● Textblock:
Mario Desiati – Spatriati

Es ist der Ehebruch ihrer Eltern, der die Beziehung zwischen Claudia Fanelli und Francesco Veleno einleitet: zwei ungewöhnliche Jugendliche aus Martina Franca, einer kleinen Gemeinde Apuliens, aneinander gefesselt durch das geteilte Schicksal als »Spatriati«, »wie man hier die Unbestimmten nennt, die aus der Art Schlagenden, die, die sich nicht einordnen lassen, manchmal auch die Spinner […]«.
Während Claudia in London, Mailand und Berlin ihr Glück sucht, um den provinziellen Zwängen und patriarchalen Strukturen ihrer Heimat zu entkommen, entscheidet sich Francesco für ein Leben vor Ort, bleibt seinen apulischen Wurzeln und katholischen Traditionen treu, ohne je seine sexuellen Neigungen öffentlich auszuleben. Obwohl das Leben beider Freunde nicht unterschiedlicher sein könnte, ist es das wiederkehrende Gefühl ihrer Einsamkeit, das sie für immer verbindet.

Datensätze zur Punktannotation

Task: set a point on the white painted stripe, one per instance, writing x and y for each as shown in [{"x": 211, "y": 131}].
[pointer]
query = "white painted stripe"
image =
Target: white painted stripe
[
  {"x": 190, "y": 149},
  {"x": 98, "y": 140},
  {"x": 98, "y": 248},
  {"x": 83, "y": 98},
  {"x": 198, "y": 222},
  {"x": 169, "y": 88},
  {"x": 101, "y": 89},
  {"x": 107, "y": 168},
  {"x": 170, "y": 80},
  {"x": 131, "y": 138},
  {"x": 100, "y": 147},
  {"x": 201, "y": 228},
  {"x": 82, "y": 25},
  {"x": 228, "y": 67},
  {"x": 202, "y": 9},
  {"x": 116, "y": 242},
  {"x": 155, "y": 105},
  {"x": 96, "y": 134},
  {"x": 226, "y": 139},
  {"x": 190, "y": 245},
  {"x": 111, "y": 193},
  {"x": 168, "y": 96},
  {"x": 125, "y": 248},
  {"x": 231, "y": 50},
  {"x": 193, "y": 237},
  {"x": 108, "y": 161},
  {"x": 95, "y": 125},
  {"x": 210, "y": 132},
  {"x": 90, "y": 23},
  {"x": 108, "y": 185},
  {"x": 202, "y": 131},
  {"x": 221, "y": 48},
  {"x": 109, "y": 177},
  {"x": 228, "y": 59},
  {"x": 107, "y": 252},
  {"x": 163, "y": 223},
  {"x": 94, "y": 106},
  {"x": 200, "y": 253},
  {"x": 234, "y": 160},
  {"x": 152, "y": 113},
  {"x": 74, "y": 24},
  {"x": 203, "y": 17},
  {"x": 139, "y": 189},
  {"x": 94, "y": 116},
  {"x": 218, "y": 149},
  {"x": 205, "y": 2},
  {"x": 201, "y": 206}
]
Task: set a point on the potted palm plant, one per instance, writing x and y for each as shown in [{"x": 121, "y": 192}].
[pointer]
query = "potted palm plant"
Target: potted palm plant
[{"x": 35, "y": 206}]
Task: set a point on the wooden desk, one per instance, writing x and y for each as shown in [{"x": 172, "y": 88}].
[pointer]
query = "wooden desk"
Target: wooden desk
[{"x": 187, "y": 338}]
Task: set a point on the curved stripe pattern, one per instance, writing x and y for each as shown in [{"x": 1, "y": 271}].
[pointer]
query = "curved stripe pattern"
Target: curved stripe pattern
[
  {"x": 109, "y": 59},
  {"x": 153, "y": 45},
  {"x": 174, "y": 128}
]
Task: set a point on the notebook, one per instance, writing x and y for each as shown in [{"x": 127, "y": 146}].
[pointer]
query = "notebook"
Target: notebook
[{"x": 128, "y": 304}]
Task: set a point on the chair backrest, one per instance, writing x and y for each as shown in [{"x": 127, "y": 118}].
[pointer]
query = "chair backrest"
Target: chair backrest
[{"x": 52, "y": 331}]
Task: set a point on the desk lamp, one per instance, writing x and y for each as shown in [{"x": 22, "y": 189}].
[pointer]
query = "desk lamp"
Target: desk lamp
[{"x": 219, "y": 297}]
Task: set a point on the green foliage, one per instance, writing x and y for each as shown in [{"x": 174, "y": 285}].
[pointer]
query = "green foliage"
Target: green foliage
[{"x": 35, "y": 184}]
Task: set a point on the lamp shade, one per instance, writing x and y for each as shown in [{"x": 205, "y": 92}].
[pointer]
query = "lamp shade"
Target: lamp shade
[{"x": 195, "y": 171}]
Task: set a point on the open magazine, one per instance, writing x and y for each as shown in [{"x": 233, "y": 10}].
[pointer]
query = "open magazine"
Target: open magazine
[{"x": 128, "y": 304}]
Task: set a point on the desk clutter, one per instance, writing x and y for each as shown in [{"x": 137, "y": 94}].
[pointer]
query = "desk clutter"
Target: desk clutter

● Aufgabe 1:
Aus welcher Gemeinde stammen Claudia Fanelli und Francesco Veleno laut dem Text zu »Spatriati«?
● Aufgabe 2:
Führe den Text zu »Spatriati« im Anschluss an seinen letzten Satz fort.

● Antwort 1:
Aus Martina Franca, einer kleinen Gemeinde Apuliens.

● Antwort 2:
Mario Desiati gelingt nicht nur ein spannender und feinfühliger Coming-of-Age-Roman, der die provinzielle, mitunter raue Lebenswelt Süditaliens sowie die Schicksale der Ausgewanderten dokumentiert. Sein Buch, das 2022 in Italien den wichtigsten Literaturpreis (Premio Strega) gewann, ist darüber hinaus eine äußerst gelungene und zeitgemäße Erzählung über das sich selbst in der Fremde suchende Individuum.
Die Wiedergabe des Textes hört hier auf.